Text section>
In this approach to learning, contrast indicates aspects of underlying forms that must be faithfully preserved in a particular context, and alternation indicates aspects of underlying forms that must be neutralized in a particular context. Both the faithful preservation and the neutralization are the responsibility of the constraint ranking. Extending this approach to linguistic systems involving insertion and deletion requires identifying instances of contrast with insertion and deletion, representing them appropriately in underlying forms, and using those representations to uncover and interpret instances of insertional and deletional neutralization.

4 The idealization of the learning situation

The idealized learning situation used in this paper posits that the learner receives grammatical word outputs, each in the form of a syllabified sequence of C’s and V’s. For each observed output, the learner is provided with an indication of the morphemes making up the corresponding word. Each segment of each output is labeled as affiliated with a morpheme. Thus, for each output, the learner is provided with the information of what morphemes make up the word, and which segments of the output are the surface realization of each morpheme of the word.

The learner is also provided with some correspondence information between paradigmatically related outputs. In previous work involving the Output-Driven Learner, this information was entirely implicit. Because the only disparities considered were identity disparities, every surface realization of a morpheme had the same number of segments, and the learner “assumed” that the first segment of one surface realization corresponded to the first segment of another surface realization of the same morpheme, the second with the second, and so forth. If a morpheme surfaced as [ka] in one word, and as [ká:], the learner infers that the same underlying segment is the input correspondent for [a] in the first word and for [á:] in the second.

Once insertion and deletion are introduced, morphemes can have surface realizations of different lengths in different words. Under the present idealization, the learner is provided with an indication of which segments correspond to each other in different surface realizations of the same morpheme. If a morpheme surfaces as [V] in one word and as [VC] in another word, the learner is given the knowledge that the V in the first corresponds to the V in the second; they are both the “same” segment, in this sense. Note that this does not guarantee that the V has an underlying correspondent segment (it could be an inserted V in both cases), but if the V in the first word has an underlying correspondent (in the underlying form of the morpheme), then the V in the second word has the same underlying correspondent. Similarly, there is no guarantee that the C in the second surface realization does not have an underlying correspondent; it might well have one, but it is deleted in the first word. See section 9.5 for further discussion.

The paradigmatic correspondence information just described is assumed to ultimately result from the same paradigmatic morphological analysis, performed by the learner, that is ultimately necessary for the learner to determine what morphemes are present in which words in the first place. The present idealization side-steps the very complex topic of how the learner performs such analysis to gain the information, and simply posits that the information is provided. The research presented here aims to better understand how such paradigmatic information could be effectively used by a learner to learn the underlying forms and the constraint ranking. How the learner arrives at that paradigmatic information is left to future research.

Data records>
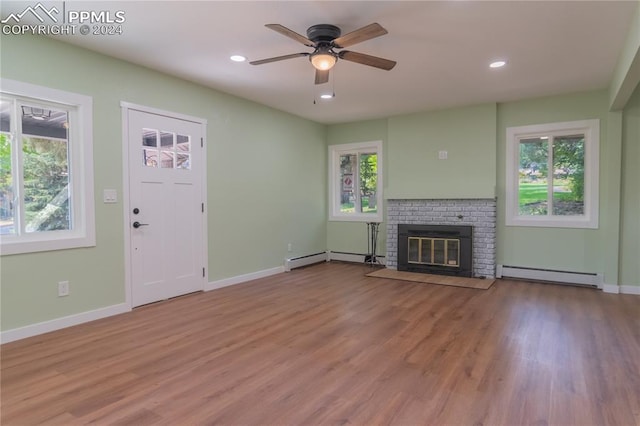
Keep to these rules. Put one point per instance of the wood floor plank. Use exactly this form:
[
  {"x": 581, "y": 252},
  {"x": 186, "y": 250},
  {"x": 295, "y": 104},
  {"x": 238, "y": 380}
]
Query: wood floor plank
[{"x": 328, "y": 345}]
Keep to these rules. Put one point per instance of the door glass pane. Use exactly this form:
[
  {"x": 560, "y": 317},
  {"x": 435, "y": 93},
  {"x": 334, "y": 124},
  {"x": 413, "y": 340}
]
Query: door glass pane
[
  {"x": 166, "y": 140},
  {"x": 183, "y": 161},
  {"x": 167, "y": 160},
  {"x": 183, "y": 143},
  {"x": 149, "y": 137},
  {"x": 568, "y": 175},
  {"x": 453, "y": 252},
  {"x": 347, "y": 178},
  {"x": 438, "y": 252},
  {"x": 45, "y": 154},
  {"x": 414, "y": 250},
  {"x": 6, "y": 181},
  {"x": 425, "y": 250},
  {"x": 150, "y": 157},
  {"x": 532, "y": 176},
  {"x": 368, "y": 182}
]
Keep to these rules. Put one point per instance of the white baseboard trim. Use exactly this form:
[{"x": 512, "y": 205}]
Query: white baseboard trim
[
  {"x": 300, "y": 261},
  {"x": 352, "y": 257},
  {"x": 630, "y": 289},
  {"x": 60, "y": 323},
  {"x": 225, "y": 282}
]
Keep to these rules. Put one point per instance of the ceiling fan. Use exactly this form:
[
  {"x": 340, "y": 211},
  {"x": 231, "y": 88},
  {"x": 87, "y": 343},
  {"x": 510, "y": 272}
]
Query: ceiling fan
[{"x": 324, "y": 38}]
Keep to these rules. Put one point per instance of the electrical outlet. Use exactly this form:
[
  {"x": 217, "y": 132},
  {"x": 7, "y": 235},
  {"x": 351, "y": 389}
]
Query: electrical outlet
[{"x": 63, "y": 288}]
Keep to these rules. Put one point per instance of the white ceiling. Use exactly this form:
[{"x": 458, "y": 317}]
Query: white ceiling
[{"x": 443, "y": 49}]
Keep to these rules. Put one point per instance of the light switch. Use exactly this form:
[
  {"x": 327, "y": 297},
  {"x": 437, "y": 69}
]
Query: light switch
[{"x": 110, "y": 196}]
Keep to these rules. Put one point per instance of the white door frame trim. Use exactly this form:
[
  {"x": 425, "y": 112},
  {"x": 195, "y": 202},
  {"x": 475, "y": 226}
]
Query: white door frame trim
[{"x": 126, "y": 107}]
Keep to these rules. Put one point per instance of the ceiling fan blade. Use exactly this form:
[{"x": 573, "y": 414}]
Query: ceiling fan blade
[
  {"x": 322, "y": 76},
  {"x": 278, "y": 58},
  {"x": 372, "y": 61},
  {"x": 291, "y": 34},
  {"x": 360, "y": 35}
]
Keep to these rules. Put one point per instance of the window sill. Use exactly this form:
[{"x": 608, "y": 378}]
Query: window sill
[
  {"x": 556, "y": 222},
  {"x": 34, "y": 245}
]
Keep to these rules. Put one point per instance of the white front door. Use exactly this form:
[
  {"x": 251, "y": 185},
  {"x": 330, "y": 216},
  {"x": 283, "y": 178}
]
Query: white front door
[{"x": 166, "y": 206}]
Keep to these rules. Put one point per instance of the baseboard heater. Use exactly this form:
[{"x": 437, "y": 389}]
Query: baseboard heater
[
  {"x": 550, "y": 275},
  {"x": 355, "y": 257},
  {"x": 300, "y": 261}
]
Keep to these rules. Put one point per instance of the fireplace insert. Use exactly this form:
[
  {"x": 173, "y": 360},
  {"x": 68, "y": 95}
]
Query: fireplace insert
[{"x": 436, "y": 249}]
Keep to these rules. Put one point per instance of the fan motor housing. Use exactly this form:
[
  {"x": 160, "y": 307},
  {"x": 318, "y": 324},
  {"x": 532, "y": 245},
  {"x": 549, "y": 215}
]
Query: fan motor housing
[{"x": 323, "y": 33}]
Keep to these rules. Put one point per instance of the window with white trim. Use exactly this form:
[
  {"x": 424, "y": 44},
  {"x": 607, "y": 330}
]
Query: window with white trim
[
  {"x": 552, "y": 175},
  {"x": 46, "y": 169},
  {"x": 355, "y": 182}
]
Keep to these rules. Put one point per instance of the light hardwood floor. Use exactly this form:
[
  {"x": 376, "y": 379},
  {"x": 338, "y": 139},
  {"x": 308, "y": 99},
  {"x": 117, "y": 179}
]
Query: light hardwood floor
[{"x": 327, "y": 345}]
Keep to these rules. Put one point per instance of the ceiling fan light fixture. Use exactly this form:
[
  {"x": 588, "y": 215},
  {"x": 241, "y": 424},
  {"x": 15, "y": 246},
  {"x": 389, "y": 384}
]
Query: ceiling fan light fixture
[{"x": 323, "y": 61}]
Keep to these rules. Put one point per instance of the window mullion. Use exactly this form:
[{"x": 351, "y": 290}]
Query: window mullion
[
  {"x": 550, "y": 172},
  {"x": 17, "y": 170},
  {"x": 356, "y": 185}
]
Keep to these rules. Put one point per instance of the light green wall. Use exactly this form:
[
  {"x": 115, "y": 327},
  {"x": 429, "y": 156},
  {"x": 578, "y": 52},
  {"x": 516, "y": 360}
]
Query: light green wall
[
  {"x": 469, "y": 137},
  {"x": 266, "y": 175},
  {"x": 581, "y": 250},
  {"x": 351, "y": 237},
  {"x": 626, "y": 75},
  {"x": 630, "y": 217}
]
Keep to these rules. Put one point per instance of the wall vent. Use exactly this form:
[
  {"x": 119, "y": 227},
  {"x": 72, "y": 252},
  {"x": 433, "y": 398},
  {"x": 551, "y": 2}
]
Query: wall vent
[
  {"x": 300, "y": 261},
  {"x": 550, "y": 275}
]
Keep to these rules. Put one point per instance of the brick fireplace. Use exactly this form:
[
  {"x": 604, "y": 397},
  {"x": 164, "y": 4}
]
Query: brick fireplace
[{"x": 479, "y": 214}]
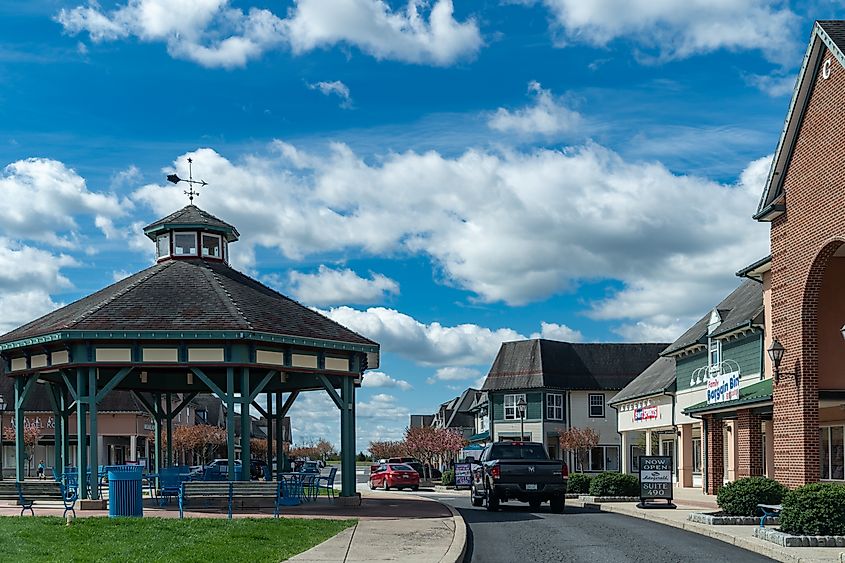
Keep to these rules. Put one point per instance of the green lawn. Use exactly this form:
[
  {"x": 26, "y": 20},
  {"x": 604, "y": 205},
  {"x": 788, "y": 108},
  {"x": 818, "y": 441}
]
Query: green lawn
[{"x": 205, "y": 540}]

Goals>
A – Duplicate the records from the line containing "the window mullion." through the last line of the records, and leave out the pictures.
B – Pick up the passage on the idealized learning situation where it stops, and continue it.

Outputs for the tasks>
A –
Keep to these rules. Put one point per instance of the window mullion. Use exactly this form:
[{"x": 351, "y": 290}]
Query: window mullion
[
  {"x": 550, "y": 172},
  {"x": 17, "y": 170},
  {"x": 356, "y": 185}
]
Keep to these rules. Put one point per instance of the light green wall. Use exactly this form:
[
  {"x": 115, "y": 327},
  {"x": 429, "y": 156},
  {"x": 578, "y": 52},
  {"x": 516, "y": 360}
]
Query: light green wall
[
  {"x": 469, "y": 137},
  {"x": 266, "y": 175},
  {"x": 581, "y": 250},
  {"x": 351, "y": 237},
  {"x": 626, "y": 75},
  {"x": 630, "y": 217}
]
Keep to these rules. Put one point per instance of the wall vent. Use exactly this form:
[
  {"x": 119, "y": 227},
  {"x": 72, "y": 252},
  {"x": 433, "y": 398},
  {"x": 551, "y": 2}
]
Query: wall vent
[
  {"x": 300, "y": 261},
  {"x": 550, "y": 275}
]
Keep to these rules. Put one point per instance of the brick fireplace. Use exactly this form:
[
  {"x": 604, "y": 397},
  {"x": 164, "y": 4}
]
Query: brick fireplace
[{"x": 479, "y": 214}]
Keep to these rules. Put one point per instance of the green lawn. Use exactly this form:
[
  {"x": 26, "y": 20},
  {"x": 604, "y": 205},
  {"x": 788, "y": 108},
  {"x": 818, "y": 441}
]
Query: green lawn
[{"x": 205, "y": 540}]

B –
5 The presence feature

The learning algorithm for identity disparities was able to representationally distinguish between underlying features for which the learner had committed to a specific value and underlying features for which the learner had not (yet) made any such commitment. If a similar learning strategy is to be applied to learning in the face of insertion and deletion disparities, the learning algorithm must also be able to representationally distinguish between underlying segments for which the learner has committed to being present/absent, and underlying segments for which the learner has no commitment (the learner has not yet determined if the hypothesized segment is actually there in the underlying representation or not).

The proposal here is for the learner to use a feature-like representational structure, called the presence feature. By making it a feature-like representational structure, the same feature-setting strategy used for learning underlying feature values can be applied to the learning of the presence feature, and thus the determination of which segments are actually present in the underlying forms. The current proposal is that the presence feature is a representational device constructed and used by the learner for the purpose of learning, and is not part of the linguistic theory itself. The presence feature is added to segments that are contained in underlying forms and linguistic inputs.

5.1 Representing presence and absence

Each hypothesized segment explicitly represented in the input has a presence feature. If a segment is set to +presence (present) in the input, this indicates that the segment must be present underlyingly. If none of the other features (the regular phonological features) have been set on that segment, that the learner has determined that a segment of some sort must be there, but nothing about the segment’s phonological featural specifications. If some of the phonological features have been set on the segment, then the value +presence indicates that a segment with those set feature values must be present at that location in the input.

If a segment is set to –presence (absent) in the input, this indicates that the segment cannot be present underlyingly. Having a segment marked as –presence in an underlying form serves to block the learner from hypothesizing that type of segment in that position in response to other data.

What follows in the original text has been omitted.